---- Dataset extract
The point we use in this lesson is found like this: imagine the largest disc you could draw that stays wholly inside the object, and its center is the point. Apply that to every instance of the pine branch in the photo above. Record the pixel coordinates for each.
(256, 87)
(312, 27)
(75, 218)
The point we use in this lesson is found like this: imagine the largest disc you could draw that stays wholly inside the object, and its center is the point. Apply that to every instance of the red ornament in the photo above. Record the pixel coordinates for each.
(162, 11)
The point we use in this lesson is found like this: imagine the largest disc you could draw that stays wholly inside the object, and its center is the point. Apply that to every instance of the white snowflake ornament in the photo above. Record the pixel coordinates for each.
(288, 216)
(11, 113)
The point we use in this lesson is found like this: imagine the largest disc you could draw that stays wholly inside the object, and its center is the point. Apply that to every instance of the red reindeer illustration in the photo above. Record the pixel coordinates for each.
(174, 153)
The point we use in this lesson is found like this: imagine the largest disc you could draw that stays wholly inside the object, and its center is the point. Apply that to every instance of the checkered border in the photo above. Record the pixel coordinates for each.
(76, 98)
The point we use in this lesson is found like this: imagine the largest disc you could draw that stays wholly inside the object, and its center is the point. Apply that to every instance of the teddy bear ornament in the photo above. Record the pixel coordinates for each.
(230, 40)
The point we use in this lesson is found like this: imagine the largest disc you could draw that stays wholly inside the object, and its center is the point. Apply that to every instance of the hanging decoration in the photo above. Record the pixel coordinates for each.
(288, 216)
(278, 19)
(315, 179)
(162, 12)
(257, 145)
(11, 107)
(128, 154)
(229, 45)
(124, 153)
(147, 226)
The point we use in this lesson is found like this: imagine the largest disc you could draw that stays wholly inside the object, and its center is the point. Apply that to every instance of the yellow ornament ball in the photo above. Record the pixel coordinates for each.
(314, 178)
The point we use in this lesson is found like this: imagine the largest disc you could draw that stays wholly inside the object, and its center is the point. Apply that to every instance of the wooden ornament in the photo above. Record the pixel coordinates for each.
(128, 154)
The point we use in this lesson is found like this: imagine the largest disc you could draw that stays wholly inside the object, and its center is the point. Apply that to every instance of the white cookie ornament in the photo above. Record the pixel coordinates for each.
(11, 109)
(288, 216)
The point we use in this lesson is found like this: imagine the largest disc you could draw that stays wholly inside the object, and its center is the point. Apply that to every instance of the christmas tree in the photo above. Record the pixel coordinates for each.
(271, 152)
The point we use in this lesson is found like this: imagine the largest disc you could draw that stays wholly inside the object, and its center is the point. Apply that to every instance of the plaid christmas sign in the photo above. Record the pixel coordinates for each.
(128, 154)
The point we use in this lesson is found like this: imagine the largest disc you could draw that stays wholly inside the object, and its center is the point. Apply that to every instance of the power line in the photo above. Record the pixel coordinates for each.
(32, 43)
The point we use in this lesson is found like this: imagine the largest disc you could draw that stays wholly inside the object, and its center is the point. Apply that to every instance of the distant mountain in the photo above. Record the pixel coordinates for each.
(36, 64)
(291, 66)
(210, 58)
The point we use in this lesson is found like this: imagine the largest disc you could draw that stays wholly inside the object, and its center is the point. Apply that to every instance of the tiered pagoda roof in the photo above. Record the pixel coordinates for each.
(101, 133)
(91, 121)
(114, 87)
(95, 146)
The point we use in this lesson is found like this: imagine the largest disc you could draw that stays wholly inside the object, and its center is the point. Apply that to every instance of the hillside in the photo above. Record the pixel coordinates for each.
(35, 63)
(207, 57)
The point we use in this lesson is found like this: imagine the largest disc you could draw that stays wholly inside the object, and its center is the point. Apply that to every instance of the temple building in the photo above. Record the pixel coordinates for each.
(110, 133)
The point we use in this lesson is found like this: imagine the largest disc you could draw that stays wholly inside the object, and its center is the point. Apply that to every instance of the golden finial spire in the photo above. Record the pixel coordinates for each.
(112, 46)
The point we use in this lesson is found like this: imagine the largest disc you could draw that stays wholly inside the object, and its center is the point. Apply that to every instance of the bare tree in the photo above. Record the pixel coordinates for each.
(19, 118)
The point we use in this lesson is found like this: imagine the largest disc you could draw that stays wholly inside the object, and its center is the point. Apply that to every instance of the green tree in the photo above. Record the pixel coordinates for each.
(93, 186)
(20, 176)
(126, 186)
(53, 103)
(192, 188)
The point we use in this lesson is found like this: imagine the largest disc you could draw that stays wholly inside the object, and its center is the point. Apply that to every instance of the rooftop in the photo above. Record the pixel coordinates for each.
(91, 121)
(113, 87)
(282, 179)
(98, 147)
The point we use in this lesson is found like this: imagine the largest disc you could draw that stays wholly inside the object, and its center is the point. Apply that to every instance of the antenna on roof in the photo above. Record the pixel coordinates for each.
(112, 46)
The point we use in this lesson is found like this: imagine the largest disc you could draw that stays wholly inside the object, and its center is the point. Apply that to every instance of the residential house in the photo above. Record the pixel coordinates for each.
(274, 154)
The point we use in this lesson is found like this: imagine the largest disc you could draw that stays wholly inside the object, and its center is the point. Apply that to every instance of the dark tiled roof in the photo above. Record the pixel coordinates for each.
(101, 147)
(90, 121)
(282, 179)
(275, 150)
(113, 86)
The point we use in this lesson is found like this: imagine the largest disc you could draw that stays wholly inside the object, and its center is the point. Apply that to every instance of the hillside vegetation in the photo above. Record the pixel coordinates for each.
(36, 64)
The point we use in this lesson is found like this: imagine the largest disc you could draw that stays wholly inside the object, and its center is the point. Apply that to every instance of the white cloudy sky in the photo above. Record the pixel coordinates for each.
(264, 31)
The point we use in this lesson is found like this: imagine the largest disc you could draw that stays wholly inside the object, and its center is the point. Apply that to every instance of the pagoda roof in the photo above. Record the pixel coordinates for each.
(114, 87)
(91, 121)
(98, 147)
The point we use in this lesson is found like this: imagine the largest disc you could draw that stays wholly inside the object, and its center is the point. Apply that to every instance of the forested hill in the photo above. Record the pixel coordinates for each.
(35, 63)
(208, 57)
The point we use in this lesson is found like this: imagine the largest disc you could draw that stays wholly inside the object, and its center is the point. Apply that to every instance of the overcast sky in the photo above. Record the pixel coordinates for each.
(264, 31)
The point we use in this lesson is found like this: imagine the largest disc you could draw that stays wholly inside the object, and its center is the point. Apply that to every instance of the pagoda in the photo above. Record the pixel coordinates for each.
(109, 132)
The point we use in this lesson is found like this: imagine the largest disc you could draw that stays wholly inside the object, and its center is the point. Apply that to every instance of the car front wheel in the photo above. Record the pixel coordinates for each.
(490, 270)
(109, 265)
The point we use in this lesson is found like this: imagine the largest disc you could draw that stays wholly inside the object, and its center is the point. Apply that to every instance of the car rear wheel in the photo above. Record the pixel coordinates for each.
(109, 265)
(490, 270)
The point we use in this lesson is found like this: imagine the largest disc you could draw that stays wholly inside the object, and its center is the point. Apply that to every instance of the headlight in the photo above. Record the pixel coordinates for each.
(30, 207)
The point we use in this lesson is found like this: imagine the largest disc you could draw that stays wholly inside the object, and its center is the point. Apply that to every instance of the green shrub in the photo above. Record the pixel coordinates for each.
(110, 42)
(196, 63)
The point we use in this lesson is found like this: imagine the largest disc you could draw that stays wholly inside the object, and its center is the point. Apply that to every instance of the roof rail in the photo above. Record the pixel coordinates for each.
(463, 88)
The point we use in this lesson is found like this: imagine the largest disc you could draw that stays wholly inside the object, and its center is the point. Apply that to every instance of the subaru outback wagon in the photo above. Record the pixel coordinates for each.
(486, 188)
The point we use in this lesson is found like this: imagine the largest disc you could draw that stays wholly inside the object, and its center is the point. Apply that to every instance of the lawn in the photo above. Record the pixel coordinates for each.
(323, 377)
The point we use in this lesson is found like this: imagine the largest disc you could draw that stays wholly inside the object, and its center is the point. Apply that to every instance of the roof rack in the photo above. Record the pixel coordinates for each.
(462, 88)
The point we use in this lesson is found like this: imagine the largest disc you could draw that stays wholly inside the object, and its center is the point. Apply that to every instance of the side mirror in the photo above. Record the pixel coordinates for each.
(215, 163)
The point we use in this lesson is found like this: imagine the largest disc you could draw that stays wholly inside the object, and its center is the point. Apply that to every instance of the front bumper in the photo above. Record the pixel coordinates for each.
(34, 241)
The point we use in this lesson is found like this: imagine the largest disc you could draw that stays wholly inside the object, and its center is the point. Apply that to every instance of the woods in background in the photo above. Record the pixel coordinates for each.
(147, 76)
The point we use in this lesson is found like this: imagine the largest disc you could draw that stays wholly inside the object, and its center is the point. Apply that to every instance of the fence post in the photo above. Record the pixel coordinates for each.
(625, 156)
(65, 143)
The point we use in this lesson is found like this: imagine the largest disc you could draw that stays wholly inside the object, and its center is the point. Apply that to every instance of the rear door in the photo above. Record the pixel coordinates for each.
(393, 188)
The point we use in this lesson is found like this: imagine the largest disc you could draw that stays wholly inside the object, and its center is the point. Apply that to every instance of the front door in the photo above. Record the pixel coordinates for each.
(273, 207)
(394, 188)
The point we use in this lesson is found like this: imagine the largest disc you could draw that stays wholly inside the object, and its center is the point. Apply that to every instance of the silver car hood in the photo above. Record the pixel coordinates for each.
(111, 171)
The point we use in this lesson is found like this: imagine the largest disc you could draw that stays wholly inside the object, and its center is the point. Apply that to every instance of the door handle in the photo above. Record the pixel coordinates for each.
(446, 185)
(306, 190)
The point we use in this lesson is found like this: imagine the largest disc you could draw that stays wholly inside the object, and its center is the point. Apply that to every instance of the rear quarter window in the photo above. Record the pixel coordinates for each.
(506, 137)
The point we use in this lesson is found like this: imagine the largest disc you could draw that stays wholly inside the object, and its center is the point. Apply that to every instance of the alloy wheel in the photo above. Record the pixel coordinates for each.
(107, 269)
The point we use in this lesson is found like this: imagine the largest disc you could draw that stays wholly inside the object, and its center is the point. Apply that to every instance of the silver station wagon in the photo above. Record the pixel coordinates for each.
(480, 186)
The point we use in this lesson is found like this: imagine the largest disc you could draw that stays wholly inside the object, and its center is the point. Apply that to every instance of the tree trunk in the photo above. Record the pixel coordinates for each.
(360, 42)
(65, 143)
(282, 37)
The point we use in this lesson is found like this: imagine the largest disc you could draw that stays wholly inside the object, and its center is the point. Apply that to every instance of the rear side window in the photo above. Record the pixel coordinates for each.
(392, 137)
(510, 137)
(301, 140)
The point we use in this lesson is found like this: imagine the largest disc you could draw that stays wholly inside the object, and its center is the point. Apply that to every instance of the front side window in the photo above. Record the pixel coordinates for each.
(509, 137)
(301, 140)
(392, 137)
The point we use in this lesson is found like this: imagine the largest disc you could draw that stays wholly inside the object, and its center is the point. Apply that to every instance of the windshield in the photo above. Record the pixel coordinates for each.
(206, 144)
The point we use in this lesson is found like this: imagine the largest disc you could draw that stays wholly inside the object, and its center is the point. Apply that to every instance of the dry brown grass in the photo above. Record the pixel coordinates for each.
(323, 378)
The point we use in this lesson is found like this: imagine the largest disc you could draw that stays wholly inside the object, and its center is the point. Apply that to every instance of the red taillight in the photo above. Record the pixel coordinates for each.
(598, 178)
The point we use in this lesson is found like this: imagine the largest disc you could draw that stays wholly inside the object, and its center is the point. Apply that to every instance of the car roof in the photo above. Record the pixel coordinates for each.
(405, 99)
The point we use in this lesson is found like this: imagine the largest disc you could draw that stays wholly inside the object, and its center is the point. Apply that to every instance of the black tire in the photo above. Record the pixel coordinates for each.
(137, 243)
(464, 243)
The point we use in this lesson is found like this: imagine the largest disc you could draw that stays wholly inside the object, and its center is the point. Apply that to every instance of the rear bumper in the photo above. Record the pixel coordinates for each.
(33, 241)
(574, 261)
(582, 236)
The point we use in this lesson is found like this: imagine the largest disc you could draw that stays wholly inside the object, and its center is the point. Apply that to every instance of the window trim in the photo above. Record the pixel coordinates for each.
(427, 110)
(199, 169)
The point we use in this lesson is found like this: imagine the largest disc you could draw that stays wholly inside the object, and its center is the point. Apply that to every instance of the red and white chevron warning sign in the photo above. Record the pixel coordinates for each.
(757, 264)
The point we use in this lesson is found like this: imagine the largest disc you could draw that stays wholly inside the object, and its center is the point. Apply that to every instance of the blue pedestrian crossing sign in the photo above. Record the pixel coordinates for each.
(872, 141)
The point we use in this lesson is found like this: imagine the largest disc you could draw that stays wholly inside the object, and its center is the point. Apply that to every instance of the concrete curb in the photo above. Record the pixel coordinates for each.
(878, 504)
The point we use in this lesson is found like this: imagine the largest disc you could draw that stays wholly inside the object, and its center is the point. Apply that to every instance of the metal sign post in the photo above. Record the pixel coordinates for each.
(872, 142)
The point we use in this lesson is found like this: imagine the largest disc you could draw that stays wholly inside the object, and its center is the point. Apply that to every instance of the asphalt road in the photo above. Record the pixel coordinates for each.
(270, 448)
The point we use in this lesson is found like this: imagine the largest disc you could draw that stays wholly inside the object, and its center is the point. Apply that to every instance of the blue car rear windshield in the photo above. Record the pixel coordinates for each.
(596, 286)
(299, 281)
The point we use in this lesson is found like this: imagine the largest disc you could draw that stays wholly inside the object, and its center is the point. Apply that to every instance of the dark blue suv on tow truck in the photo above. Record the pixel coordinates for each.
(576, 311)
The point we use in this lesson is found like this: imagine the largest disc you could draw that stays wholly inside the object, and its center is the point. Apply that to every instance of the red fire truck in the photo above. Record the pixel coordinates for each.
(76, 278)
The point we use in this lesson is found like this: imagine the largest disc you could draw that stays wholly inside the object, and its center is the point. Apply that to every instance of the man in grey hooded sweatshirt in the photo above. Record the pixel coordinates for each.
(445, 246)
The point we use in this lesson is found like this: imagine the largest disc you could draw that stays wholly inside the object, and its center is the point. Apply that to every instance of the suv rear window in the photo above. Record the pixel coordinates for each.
--------
* Problem *
Find "the red fire" in the data above, then repeat that line and all lines after it exactly, ending with the final line.

* Correct output *
The point we use in this lesson is found like this: imagine the largest disc you could draw that stays wholly inside the object, and its center is the point. Apply that to every instance of the red fire truck in the photo above. Record the pixel coordinates for each.
(76, 278)
The point we use in this lesson is found like this: imagine the largest disc you could draw that stays wholly inside the object, and its center is the point. Apply that to every instance of the man in grey hooded sweatshirt in the photo above. Record the pixel coordinates for each.
(445, 246)
The point we use in this lesson is found like this: imagine the largest disc you could draw that stays wholly inside the object, and its center is the point. Apply that to every instance of the suv rear window in the photo above. Record the pixel coordinates for each.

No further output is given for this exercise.